#### [Data entries]
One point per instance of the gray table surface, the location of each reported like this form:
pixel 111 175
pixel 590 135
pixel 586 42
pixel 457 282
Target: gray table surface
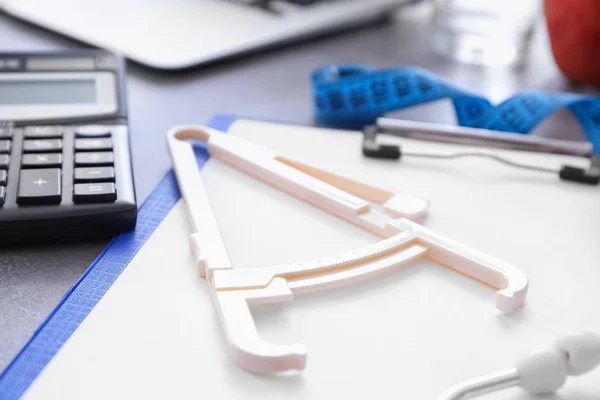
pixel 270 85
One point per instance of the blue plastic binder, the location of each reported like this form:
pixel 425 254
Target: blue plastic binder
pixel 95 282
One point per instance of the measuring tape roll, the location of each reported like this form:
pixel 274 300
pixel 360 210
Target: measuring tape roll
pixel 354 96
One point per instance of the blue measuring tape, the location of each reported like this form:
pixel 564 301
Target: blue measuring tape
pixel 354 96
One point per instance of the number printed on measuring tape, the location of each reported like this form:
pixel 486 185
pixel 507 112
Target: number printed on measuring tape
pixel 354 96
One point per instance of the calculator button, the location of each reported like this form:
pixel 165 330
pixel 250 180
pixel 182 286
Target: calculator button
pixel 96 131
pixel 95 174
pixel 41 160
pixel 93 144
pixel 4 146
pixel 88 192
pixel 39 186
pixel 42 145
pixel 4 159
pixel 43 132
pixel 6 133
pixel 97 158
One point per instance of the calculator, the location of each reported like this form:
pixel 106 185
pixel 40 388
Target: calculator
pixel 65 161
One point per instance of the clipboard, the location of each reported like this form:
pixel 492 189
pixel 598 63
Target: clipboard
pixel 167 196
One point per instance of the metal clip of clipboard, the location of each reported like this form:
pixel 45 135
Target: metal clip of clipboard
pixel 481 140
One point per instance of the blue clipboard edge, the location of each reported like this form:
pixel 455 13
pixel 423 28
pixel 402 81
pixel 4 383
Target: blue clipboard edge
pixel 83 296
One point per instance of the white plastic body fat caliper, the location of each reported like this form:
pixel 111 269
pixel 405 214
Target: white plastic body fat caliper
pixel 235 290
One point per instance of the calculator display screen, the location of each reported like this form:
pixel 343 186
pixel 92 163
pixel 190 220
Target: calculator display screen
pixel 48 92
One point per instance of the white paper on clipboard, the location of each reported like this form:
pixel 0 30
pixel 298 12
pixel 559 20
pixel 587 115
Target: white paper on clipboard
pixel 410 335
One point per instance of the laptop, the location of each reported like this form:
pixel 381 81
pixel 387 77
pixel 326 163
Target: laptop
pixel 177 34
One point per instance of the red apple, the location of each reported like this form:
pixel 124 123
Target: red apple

#### [Written request]
Copy out the records exactly, starting with the line that contains "One point per instance of the calculator display" and continuing through the end of the records.

#### [The answer]
One point per instance of the calculator display screen, the location of each reported like this form:
pixel 343 186
pixel 92 163
pixel 190 220
Target: calculator display screen
pixel 48 92
One point per instance of the white paper on clipboard, the location of each reported like this form:
pixel 0 30
pixel 298 12
pixel 559 20
pixel 587 115
Target: white paper on clipboard
pixel 410 335
One point per instance of the laptop, the location of each reported like this form:
pixel 381 81
pixel 387 77
pixel 326 163
Target: laptop
pixel 177 34
One point per instance of the red apple, the location of each reported like this form:
pixel 124 123
Target: red apple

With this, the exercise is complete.